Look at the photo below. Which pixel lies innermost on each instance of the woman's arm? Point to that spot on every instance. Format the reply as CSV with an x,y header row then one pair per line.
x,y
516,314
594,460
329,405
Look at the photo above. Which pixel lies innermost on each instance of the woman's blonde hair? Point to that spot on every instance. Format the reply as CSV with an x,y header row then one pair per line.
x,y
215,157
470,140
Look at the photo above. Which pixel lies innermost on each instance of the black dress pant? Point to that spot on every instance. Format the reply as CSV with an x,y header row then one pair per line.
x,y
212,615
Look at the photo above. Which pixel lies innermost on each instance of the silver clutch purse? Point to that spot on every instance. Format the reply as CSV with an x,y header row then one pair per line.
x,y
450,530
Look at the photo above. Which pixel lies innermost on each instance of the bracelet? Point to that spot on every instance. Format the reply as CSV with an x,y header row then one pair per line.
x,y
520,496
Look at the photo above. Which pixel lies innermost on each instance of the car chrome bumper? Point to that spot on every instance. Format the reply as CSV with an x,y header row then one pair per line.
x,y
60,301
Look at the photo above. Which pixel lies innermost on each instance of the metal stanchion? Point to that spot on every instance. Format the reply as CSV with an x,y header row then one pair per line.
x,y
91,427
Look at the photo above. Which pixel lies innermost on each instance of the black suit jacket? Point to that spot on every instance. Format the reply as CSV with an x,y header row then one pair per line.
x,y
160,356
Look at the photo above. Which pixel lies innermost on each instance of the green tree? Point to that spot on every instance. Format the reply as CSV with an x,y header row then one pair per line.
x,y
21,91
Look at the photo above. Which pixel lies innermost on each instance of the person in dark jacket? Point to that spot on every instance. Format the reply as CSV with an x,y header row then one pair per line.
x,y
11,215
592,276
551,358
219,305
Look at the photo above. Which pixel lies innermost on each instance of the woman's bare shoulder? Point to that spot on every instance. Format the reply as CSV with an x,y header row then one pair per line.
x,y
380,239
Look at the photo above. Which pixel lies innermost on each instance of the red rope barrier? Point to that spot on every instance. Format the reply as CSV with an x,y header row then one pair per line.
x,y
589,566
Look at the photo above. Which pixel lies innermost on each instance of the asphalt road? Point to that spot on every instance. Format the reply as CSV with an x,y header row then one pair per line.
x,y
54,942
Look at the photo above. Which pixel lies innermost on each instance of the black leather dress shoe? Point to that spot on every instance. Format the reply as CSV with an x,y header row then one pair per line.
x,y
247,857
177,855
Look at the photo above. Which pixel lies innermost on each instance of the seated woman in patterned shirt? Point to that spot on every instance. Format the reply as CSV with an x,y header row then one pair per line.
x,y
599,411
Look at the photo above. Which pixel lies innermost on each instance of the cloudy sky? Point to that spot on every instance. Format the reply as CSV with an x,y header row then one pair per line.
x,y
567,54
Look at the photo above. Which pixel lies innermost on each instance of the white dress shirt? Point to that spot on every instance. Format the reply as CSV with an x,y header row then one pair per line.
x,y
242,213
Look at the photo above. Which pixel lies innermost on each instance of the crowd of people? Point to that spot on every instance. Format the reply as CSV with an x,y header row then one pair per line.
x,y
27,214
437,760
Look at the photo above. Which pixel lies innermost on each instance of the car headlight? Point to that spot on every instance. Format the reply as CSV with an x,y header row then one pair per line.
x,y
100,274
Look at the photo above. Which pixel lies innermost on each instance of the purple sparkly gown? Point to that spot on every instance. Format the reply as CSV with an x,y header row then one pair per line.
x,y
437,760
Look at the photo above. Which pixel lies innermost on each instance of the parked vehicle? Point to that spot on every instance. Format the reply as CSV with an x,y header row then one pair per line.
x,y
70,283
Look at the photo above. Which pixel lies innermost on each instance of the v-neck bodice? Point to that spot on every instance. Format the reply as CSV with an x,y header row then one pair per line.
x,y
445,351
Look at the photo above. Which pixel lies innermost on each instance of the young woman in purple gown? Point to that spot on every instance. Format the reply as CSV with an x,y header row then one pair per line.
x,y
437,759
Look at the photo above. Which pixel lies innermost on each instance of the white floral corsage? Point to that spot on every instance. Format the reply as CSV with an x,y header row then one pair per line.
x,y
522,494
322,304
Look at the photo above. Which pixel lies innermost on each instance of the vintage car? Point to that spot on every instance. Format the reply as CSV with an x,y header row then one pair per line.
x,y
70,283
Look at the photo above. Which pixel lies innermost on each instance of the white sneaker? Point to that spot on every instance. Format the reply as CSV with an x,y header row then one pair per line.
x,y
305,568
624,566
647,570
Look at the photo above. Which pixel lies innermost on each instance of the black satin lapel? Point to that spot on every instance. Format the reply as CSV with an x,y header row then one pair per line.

★ ★ ★ ★

> _Objective_
Repeat the data above, word for word.

> _Correct answer_
Look at the photo below. Which pixel lies innermost on each instance of the woman's arm? Point to that spot on every instance. Format the reply as CSV with an x,y header row then one pair per line.
x,y
516,314
594,460
329,405
Look at the photo above. Which pixel lies innermost on each instance of the woman's blonde hair? Point to that spot on every instance. Format the reply as CSV with an x,y header row then one pair per line.
x,y
215,157
470,140
Look at the photo above. Which pixel lies innermost on each instance of the black dress pant? Point to that spot on every instance. Format the reply as CSV with an x,y header row then one pair per line.
x,y
212,615
Look at the photo above. Which pixel lies innermost on each instance of the silver clutch purse? Point to that spot on every instance. Format the reply as CSV with an x,y header row then one pair per line.
x,y
450,530
Look at the photo above. Which pixel lies innermost on each instance of the bracelet? Point to that spot on every instance. Format the reply as CSV with an x,y header row then one pair per line.
x,y
520,496
Look at the photo above. Which pixel lies innermost on each instance of the car chrome bumper? Point to that spot on every instance. Format the reply as CSV with an x,y header row then one pair per line.
x,y
60,301
Look at the photo above. Which pixel lies innermost on each instance of the metal stanchion? Point to that spot on every instance. Format the reply as CSV with an x,y header row then one pair per line.
x,y
91,427
Look at the photo above. Which pixel lies innermost on each instance of the black suit jacket? Point to that spot on every instance. Format the reply as CSV with an x,y header row then one pair per line.
x,y
160,356
Look at the photo above. Which pixel lies innermost on each instance of the green tree? Point to that spot on every instance. Format the reply as CSV with an x,y header row then one pair per line.
x,y
21,91
Look at the photo above. Which pixel lies innermost on each instance of the person in dark jacket? Point to that spot on every instance. Format the reply as CSV with an x,y header row then one pair per line.
x,y
11,215
592,276
551,358
219,305
Look at the photo above. Which pixel lies innermost on each instance of the woman's bare shoulder? Point to that spot on every instance. Format the reply as CSV with an x,y header row then one pair per line.
x,y
380,239
Look at the photo above. Which pixel lies innermost on each instance of the red rope barrier? Point to that spot on every instance. Format the reply as CSV with an x,y header row then one pair per line.
x,y
589,566
Look at the photo above. Which pixel lies innermost on each instance of the asphalt road? Point to that spot on every instance. Format the reply as CSV with an x,y header row then one pair per line.
x,y
54,942
Look at the photo above. Which pixel lies innermost on each instance of the black leather dress shoe? Point to that spot on every instance. Format the reply as CSV with an x,y header row then one pair per line.
x,y
247,857
177,855
Look at the photo above. Which pixel lies innermost on each instance of the seated woman in patterned shirt? Point to that spot on every instance. Format the reply as CSV with an x,y header row then one pair per line.
x,y
599,411
Look at the photo above. Which pixel lies innermost on each instance of the cloudy sky? Point to that spot on every instance. Format the reply as CSV with an x,y header row then one pair per line.
x,y
567,54
Look at the photo above. Which pixel lies innermost on each instance of the white dress shirt? Point to that spot on every instance. Format the reply as CSV with an x,y header row then one pair per line.
x,y
242,213
Look at the photo above. Which pixel lies innermost on each instance of the crowd of people? Point to that spot on every instance. Format the reply as CSV with an x,y header row then one pair per line.
x,y
27,214
437,760
Look at the photo above. Which pixel lies innermost on each instance of the car headlight? Point to that spot on every instance. Format the reply as CSV with an x,y header row then one pair per line.
x,y
100,274
Look at the photo above. Which pixel lies innermost on each instance of the purple sparkly gown? Point to that spot on every instance. Format the reply as CSV with an x,y header row then one pair per line.
x,y
437,760
Look at the photo above. Which pixel lies innermost on each instance of the parked vehicle? Point to that spot on every instance. Format the reply as CSV with an x,y header row then one pair per line.
x,y
70,283
Look at the photo above. Which pixel lies innermost on each instance of the v-neck bodice? Point to that spot on every instance. Format the reply as CSV with an x,y header row then one pair per line.
x,y
445,351
Look at the photo above. Which pixel lies innermost on each instance of the young woman in purple gown? Point to that spot on every instance. Format the reply as CSV with an x,y header row then one pair per line.
x,y
437,759
Look at the photo above. Which pixel lies innermost on each instance of the white floral corsage? Point to that spot on every instance. Format the reply as CSV with an x,y header row then one pair per line.
x,y
522,494
322,304
Look at the photo above. Which pixel lies innermost on each instance of the vintage car? Point to that spot on every instance. Format the reply as CSV with an x,y header row then one pair per line.
x,y
70,283
Look at the photo above. Which pixel lies innermost on each instance of the white sneaker? Point to that spot on every instance. Format the reply as CSV with an x,y header row then one pair per line.
x,y
305,568
624,566
647,570
Look at the photo above. Which pixel lies innermost on each instance of the black satin lapel? Point to that spot on every instance. Format the reply as CSV with an x,y header row then one pair per line.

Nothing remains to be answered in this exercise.